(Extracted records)
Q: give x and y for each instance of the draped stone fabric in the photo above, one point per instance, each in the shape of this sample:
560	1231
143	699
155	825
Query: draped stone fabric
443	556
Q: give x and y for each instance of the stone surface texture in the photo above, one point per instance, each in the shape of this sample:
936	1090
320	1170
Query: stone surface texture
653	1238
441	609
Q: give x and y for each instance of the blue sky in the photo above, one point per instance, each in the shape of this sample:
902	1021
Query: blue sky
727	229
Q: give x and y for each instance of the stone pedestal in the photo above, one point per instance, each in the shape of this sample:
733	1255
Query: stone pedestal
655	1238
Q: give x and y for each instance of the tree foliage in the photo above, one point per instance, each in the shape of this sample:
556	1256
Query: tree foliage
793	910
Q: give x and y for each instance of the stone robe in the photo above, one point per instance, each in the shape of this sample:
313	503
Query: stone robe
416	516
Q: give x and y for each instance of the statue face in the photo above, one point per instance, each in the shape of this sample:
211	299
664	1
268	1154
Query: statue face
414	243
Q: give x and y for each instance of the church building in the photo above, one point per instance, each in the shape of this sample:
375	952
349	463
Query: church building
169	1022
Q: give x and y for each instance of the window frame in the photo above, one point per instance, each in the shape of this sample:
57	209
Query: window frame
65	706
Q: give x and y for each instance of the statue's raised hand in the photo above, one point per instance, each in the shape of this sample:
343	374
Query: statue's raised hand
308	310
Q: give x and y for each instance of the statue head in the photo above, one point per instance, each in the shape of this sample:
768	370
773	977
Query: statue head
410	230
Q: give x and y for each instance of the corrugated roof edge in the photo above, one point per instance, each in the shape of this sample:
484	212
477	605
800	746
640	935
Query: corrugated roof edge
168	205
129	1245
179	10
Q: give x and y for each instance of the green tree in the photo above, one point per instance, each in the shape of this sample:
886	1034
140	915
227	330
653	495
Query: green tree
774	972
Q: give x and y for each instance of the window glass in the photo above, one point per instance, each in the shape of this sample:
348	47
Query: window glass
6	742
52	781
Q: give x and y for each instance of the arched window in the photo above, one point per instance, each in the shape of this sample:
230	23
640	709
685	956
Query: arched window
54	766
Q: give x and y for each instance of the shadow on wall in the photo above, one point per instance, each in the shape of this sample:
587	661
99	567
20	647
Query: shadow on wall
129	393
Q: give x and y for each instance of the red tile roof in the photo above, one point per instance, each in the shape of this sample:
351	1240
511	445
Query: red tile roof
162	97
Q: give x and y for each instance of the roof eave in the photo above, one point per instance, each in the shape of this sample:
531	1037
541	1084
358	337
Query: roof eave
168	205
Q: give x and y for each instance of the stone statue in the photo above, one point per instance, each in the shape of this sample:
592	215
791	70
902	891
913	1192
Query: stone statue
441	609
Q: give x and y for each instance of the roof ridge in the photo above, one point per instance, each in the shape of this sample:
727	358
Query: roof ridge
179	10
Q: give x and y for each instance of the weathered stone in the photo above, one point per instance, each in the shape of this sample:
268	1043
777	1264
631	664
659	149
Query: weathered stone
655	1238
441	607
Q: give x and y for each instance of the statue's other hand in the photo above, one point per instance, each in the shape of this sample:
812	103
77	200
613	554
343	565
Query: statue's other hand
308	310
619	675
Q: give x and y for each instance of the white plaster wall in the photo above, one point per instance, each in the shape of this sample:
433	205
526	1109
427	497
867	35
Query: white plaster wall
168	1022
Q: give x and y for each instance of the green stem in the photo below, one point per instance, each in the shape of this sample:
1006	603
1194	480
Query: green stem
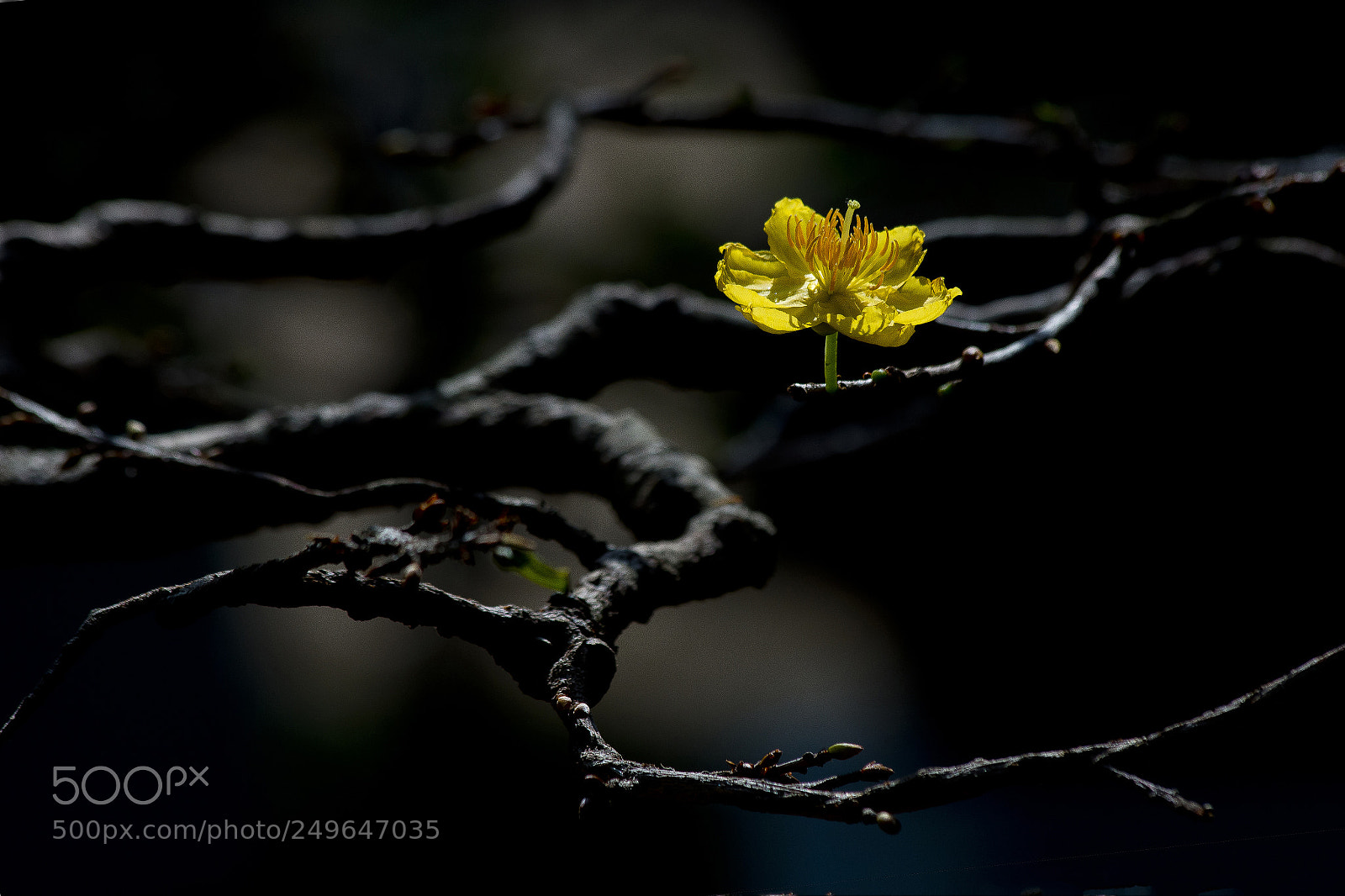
829	361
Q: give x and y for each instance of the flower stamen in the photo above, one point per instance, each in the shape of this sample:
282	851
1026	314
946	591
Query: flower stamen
838	250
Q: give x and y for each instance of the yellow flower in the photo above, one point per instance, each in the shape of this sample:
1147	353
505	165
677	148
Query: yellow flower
824	273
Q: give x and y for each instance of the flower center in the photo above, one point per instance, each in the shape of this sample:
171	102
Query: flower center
838	256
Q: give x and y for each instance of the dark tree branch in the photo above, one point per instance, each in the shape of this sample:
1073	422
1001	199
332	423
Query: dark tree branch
166	242
615	777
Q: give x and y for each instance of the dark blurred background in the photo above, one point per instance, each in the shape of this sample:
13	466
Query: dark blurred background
1079	548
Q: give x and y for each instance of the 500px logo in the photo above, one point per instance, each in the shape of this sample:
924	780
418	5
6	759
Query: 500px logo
123	784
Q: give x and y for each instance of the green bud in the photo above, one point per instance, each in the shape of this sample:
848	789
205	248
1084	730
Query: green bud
845	751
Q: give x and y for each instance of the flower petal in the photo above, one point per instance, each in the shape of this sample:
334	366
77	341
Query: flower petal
763	264
777	304
871	322
920	300
778	233
911	253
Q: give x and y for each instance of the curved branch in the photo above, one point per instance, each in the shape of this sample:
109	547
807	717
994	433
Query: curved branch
616	777
165	242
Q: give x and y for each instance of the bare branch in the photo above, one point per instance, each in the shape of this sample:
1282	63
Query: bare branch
165	242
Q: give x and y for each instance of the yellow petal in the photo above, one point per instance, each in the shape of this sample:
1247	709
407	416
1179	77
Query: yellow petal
773	319
779	304
858	318
920	300
778	233
910	256
763	264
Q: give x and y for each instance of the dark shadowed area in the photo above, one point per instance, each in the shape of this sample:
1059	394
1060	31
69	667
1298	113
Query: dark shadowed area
1091	542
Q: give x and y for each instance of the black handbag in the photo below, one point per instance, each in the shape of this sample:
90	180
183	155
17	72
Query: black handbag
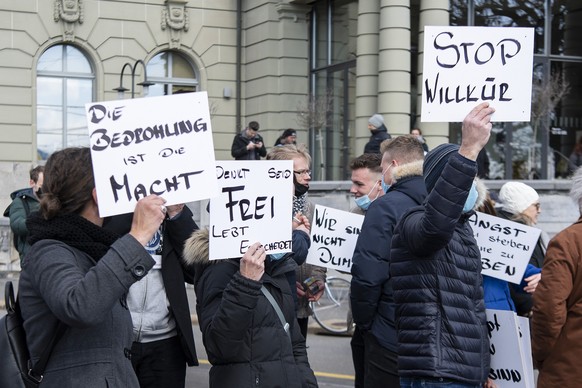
15	368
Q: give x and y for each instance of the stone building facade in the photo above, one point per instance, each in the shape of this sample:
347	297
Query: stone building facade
257	60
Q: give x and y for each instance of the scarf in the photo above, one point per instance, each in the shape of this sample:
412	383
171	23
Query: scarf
73	230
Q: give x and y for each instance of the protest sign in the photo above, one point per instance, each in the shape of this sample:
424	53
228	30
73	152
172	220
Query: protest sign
156	145
464	66
525	343
505	246
334	234
254	205
508	353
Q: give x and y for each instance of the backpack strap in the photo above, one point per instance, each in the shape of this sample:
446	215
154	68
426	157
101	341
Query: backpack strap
13	306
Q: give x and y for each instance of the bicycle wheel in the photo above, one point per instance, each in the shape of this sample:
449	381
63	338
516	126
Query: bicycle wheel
332	310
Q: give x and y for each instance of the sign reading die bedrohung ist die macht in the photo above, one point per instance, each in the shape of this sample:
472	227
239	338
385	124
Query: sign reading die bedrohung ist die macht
334	234
254	205
465	66
505	246
155	145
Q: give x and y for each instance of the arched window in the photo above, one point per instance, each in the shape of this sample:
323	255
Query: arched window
172	73
65	83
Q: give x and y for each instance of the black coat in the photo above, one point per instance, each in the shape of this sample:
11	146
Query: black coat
243	336
174	271
239	151
371	294
436	272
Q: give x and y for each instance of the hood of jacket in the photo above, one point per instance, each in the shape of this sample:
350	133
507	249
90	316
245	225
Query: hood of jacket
406	170
378	130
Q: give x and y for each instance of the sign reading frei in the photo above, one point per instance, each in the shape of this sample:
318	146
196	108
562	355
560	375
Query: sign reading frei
464	66
254	205
156	145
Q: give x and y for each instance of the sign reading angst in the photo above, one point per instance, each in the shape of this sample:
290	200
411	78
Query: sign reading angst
464	66
156	145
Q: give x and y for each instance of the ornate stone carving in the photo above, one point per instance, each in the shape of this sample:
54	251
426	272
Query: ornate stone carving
69	12
175	18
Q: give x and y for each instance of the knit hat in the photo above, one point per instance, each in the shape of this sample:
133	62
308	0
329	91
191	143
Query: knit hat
377	120
435	162
515	197
254	125
288	132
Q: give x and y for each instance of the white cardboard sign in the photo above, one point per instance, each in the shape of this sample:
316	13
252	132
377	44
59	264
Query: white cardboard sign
334	234
254	205
505	246
464	66
509	351
156	145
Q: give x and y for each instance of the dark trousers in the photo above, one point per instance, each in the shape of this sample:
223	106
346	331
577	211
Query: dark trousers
358	357
374	365
159	364
303	323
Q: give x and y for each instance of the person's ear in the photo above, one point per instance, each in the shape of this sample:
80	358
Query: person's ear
94	195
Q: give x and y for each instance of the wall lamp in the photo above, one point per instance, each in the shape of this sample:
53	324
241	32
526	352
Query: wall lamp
145	84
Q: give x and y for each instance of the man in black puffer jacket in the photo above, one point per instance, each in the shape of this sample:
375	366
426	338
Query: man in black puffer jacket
436	270
371	287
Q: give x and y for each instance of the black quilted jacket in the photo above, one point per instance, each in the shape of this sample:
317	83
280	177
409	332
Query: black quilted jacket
436	272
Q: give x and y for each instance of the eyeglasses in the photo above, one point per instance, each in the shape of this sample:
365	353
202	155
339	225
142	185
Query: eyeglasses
303	172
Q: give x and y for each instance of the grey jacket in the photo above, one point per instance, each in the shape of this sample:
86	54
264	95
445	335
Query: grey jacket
59	282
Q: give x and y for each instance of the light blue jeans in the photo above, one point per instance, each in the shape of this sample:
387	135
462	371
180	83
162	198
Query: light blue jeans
406	382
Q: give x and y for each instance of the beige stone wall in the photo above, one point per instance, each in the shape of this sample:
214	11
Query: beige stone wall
274	71
274	64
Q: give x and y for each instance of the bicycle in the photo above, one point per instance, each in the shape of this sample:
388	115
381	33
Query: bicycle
332	311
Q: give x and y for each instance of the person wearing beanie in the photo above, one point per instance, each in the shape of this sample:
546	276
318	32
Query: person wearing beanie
521	203
435	266
556	321
496	291
248	145
379	133
289	136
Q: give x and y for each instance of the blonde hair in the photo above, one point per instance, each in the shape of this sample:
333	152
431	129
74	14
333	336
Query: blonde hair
289	152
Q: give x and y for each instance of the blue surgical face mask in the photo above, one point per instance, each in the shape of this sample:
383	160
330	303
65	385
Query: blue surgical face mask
385	186
276	256
364	201
471	199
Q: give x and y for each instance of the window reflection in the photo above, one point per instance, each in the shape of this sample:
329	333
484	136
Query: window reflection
65	83
171	72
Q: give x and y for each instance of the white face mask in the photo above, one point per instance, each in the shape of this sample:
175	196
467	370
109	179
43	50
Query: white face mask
471	198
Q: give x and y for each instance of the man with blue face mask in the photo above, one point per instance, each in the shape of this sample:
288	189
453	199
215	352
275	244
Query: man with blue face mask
371	297
436	271
366	178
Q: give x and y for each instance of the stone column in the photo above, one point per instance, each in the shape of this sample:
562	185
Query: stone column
394	65
432	13
367	70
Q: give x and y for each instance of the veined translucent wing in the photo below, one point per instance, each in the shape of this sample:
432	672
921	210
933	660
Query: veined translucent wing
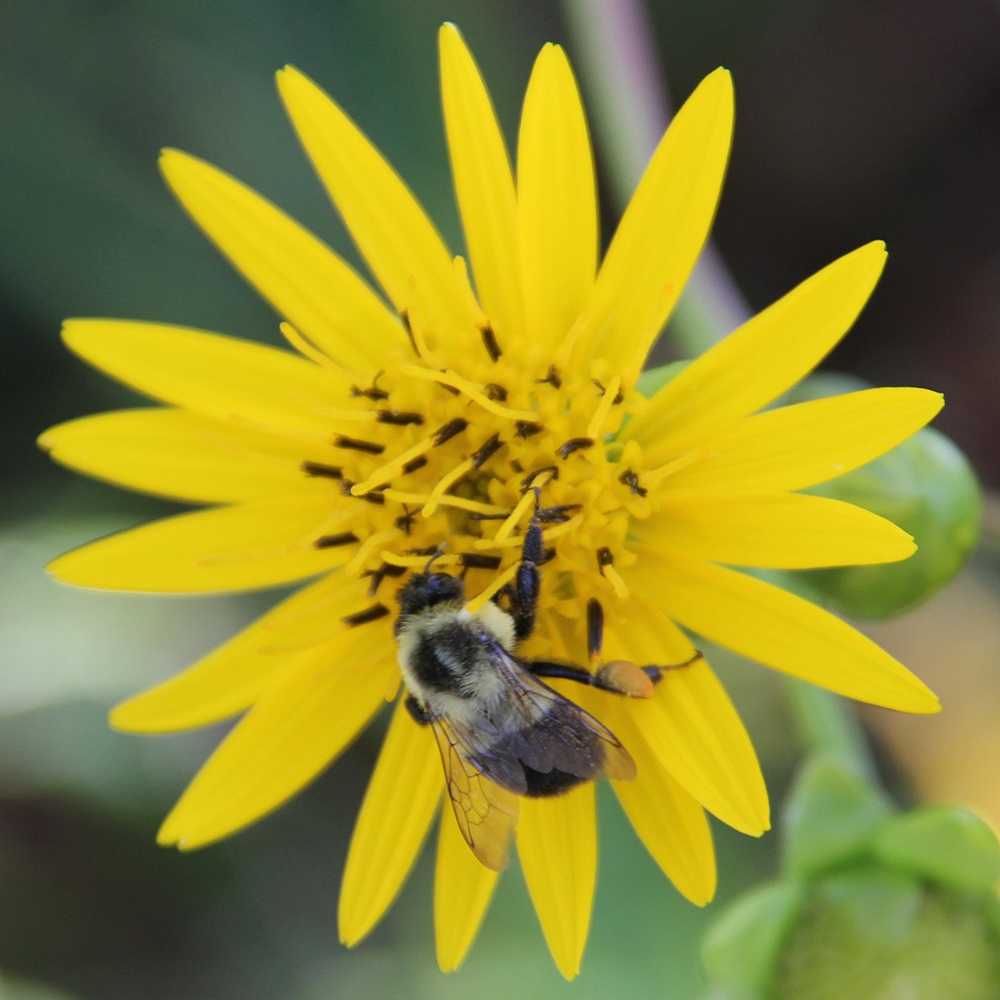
486	812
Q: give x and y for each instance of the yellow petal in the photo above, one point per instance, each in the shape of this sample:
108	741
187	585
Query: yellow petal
217	376
305	281
261	544
402	797
692	727
557	846
764	357
295	731
557	200
662	232
462	891
392	231
182	455
668	820
777	530
484	186
231	678
782	631
798	446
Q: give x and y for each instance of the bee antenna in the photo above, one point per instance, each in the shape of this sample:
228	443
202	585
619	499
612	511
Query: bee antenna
437	555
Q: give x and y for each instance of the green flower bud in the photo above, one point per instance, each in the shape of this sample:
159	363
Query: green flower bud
872	904
926	486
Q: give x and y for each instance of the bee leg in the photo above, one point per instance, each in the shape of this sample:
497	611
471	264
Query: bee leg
527	583
417	712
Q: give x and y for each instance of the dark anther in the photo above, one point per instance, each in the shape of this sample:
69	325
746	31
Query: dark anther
378	575
532	476
574	444
414	463
490	342
405	521
559	514
320	469
397	418
405	318
473	560
449	430
371	447
552	378
631	479
374	393
595	627
619	395
371	614
490	448
332	541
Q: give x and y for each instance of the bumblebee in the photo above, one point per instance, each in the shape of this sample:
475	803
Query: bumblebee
503	732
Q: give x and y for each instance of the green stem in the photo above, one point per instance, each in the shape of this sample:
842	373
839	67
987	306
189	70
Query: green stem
828	725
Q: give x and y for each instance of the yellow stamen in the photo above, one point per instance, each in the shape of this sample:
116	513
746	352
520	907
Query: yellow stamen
354	567
504	578
393	467
657	476
446	501
395	559
444	484
614	578
511	543
473	391
523	506
601	413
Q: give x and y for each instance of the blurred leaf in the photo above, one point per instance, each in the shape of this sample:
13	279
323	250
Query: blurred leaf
947	844
926	486
59	643
740	948
830	817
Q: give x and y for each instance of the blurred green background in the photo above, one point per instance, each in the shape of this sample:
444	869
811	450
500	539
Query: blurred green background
855	120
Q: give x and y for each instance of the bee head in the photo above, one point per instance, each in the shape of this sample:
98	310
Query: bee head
424	590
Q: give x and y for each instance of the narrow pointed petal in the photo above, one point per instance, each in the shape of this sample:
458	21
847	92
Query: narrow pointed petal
221	377
557	846
403	795
557	200
391	229
252	545
463	889
772	530
782	631
662	232
767	355
231	678
668	820
484	186
693	729
184	456
798	446
302	278
293	733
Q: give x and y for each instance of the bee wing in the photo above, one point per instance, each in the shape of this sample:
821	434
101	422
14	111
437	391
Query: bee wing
486	812
556	732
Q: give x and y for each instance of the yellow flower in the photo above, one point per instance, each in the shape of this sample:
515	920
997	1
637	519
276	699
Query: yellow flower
406	426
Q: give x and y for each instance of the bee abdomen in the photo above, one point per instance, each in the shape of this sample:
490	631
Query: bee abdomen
546	784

# Exercise objective
Beginning at the line containing "Q: give x and y for each instance of the narrow", repeat each line exactly through the last line of the entries, and include no other lines.

# Completed task
Q: give x and y for each instance of the narrow pointed petal in the photo above, one point per instance, each in the shape of this sample:
458	21
847	92
Query: narrow pointed petal
221	377
557	846
403	795
557	200
391	229
252	545
463	889
772	530
782	631
662	232
767	355
231	678
668	820
484	186
693	729
184	456
798	446
302	278
293	733
Q: give x and y for each instance of the bee wing in the photo above, one point per instance, each in the shape of this sample:
821	434
101	422
14	111
437	391
Query: bee wing
486	812
556	732
Q: give x and y for each instance of the yellow flower in the photo above, one point per instance, each in the shape of this sample:
515	920
997	1
637	519
276	699
Query: yellow flower
406	426
Q: give x and y for each instance of the bee abdomen in the photo above, one point per instance, each in the shape of this sample:
490	631
Query: bee abdomen
546	784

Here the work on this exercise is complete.